#### Исходный отрывок ####
Детям моим. Воспоминания прошлых лет
Музыкальные склонности направлялись у меня в детстве также по руслу стихов. Сравнительно в меньшей степени меня занимал смысл стихов, а преимущественно влекло их звучание и их ритмика. Обладая почти абсолютной памятью, все привлекательное для меня я запоминал с одного раза в точности; в особенности это относилось к стихам. Пушкин, отчасти Лермонтов – только их я признавал в раннем детстве, остальное же не доходило до моего слуха.
Впрочем, Тютчева я просто не знал, и в доме у нас его почему-то не было. Сказки Пушкина, многие поэмы, стихи и другое я мог говорить наизусть часами, хотя читали мне их не особенно много. Напротив, стихи других поэтов я определенно ощущал не как худшие, а как качественно иное нечто. Со стихами произошло то же, что с музыкой: есть настоящее, настоящая музыка, настоящие стихи, и хвалить это настоящее неуместно, ибо само собою разумеется, что они – благо. Кроме того, есть и еще что-то, притязающее быть музыкой и поэзией, но притязает бессильно, порицать его – недостойно, ибо это дало бы повод к обсуждению, тогда как оно не музыка и не поэзия, а просто какая-то дрянь, о которой и говорить не стоит. Детское суждение онтологично. Поэтому для меня не было искусства хорошего и плохого, а было просто искусство и неискусство, и я знаю, то мое суждение было честным и не лукавым. Нет – и нет. Впоследствии же, когда мы все научаемся лукавить, мы стараемся усладить прискорбную истину разными извинениями и найти нечто хорошее в побочных обстоятельствах. А в результате мы сами запутываемся в этой казуистике и перестаем чутьем угадывать и ценить самую суть произведений, обманываясь мастерством техники, сюжетом, чувственною вкусностью материала и т. д. и вводя в обман окружающих. К тому же мы боимся быть жестокими, может быть, из опасения быть судимыми тем же судом. Но детство не знает опасений, не боится суда, судит незаинтересованно и неподкупно; оно изрекает свой приговор с жестокостью истины.
#### Входные данные ####
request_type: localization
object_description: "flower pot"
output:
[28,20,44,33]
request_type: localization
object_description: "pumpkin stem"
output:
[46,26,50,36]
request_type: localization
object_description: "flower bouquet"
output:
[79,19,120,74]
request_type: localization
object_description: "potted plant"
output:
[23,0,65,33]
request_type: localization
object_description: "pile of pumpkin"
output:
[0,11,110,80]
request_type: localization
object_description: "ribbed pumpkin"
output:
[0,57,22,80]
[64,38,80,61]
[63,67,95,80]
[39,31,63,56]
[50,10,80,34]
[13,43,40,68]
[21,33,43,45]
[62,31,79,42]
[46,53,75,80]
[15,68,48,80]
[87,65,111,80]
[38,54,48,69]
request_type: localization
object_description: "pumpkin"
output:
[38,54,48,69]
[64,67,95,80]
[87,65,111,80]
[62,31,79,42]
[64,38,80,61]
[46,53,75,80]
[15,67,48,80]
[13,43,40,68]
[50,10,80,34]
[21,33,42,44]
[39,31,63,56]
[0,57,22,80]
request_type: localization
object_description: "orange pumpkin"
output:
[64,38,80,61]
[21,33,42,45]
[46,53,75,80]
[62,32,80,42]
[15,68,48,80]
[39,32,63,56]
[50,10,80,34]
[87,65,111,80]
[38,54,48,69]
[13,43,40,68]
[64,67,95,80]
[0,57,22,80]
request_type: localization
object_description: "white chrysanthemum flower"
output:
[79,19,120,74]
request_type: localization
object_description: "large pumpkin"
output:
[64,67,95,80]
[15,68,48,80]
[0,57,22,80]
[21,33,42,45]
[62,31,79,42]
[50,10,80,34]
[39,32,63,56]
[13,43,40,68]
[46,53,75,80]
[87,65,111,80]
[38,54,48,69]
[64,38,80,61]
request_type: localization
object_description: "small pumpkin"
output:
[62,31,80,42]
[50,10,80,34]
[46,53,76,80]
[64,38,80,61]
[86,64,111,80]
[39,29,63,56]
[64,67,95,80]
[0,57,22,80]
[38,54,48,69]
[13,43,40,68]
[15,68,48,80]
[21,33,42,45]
####
#### Условия заданий
#1 Найдите все строки, где есть слово «pumpkin», с учетом регистра, и перепишите каждую из них без изменений.
#2 Пожалуйста, напишите продолжение отрывка воспоминаний о детском восприятии стихов, начиная сразу после его последней фразы.

#### Ответы
#1
object_description: "pumpkin stem"
object_description: "pile of pumpkin"
object_description: "ribbed pumpkin"
object_description: "pumpkin"
object_description: "orange pumpkin"
object_description: "large pumpkin"
object_description: "small pumpkin"

#2
Для него – есть или не есть. Так вот, о Пушкине я говорил себе есть, ну, а о большинстве других – обратное. Это не значит, чтобы их нельзя было послушать. Но я их слушал сравнительно с Пушкиным так же, как оперную музыку, например, сравнительно с Моцартом, т. е. ясно сознавал, что это только пустое провождение времени, внешнее щекотание, какое-то «слово праздное», которое отщепляет от вечности. Этого рода искусство я оценивал так же, как и семечки, безусловно воспрещенные в нашем доме и все же откуда-то иной раз, на негодование мамы, в дом просачивавшиеся.
Но я начал говорить о звучании стихов. Звуковая сторона слова всегда имела стремление к самостоятельности в моем сознании и порывалась вырваться из оков логического смысла. Этого было особенно легко и добиться в именах и в словах иностранных. С жадностью подхватывал я географические и исторические имена, звучавшие, на мой слух, музыкально или знаменательно, преимущественно италианские и испанские, – они мне казались особенно изящными и изысканными, – и сочетал их, сдабривая известными французскими или италианскими словами, в полнозвучные стихи, которые привели бы в ужас всех сторонников смысла. Эти стихи приводили меня совершенно определенно в состояние исступления, и я удивляюсь, как родители не останавливали моих радений. Правда, чаще я делал это наедине. Но я любил также, присевши на сундук в полутемной маленькой комнате, когда мама с няней купала одну из моих сестер, завести –
Я кончал свои речи вместе с окончанием купанья, но обессиленный бывшим подъемом. Звуки опьяняли меня.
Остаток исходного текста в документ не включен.